(Data shown Opens)

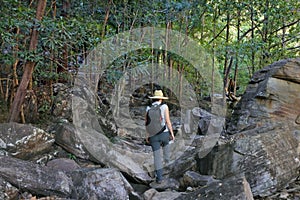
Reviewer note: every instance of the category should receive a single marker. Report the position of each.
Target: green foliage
(267, 32)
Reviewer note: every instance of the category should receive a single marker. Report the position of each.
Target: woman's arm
(168, 122)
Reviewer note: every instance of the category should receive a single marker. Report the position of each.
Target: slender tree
(29, 67)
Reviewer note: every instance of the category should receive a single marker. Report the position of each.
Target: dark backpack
(153, 120)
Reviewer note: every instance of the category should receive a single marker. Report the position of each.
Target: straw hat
(158, 94)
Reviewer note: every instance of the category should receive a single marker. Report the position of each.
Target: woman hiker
(160, 139)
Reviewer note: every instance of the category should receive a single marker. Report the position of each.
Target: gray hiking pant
(156, 142)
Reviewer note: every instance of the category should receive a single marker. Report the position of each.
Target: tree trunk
(28, 70)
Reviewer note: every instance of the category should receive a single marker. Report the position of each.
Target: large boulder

(Data shown Closes)

**Exercise objective**
Each entry above must be set down word for word; none of its pictures belong in the copy.

**The completed task**
Reviewer note: every instance of the category should receive a single marker. Report the position of each.
Target: green foliage
(267, 32)
Reviewer note: every instance of the category should receive a single marker. Report the position of each.
Target: woman's arm
(168, 122)
Reviewer note: every instance of the category should receive a single marker. Report the position of each.
Target: slender tree
(29, 67)
Reviewer note: every instance of the category should receive a single marker. Report the position of each.
Target: dark backpack
(153, 120)
Reviewer note: every instance of the category should receive a single marker. Report the position of each.
Target: straw hat
(158, 94)
Reviewer note: every instance of the category should receive a single marker. Report the position of each.
Target: woman hiker
(160, 139)
Reviewer note: every instance of the category should receive a single marker. Report the position of each.
Target: gray hiking pant
(156, 142)
Reviewer note: every instance of the category should receive a single marker. Report the position of each.
Target: tree trunk
(28, 70)
Reviewer note: every instance of the category should receive a single marker. Report the position of each.
Target: large boulder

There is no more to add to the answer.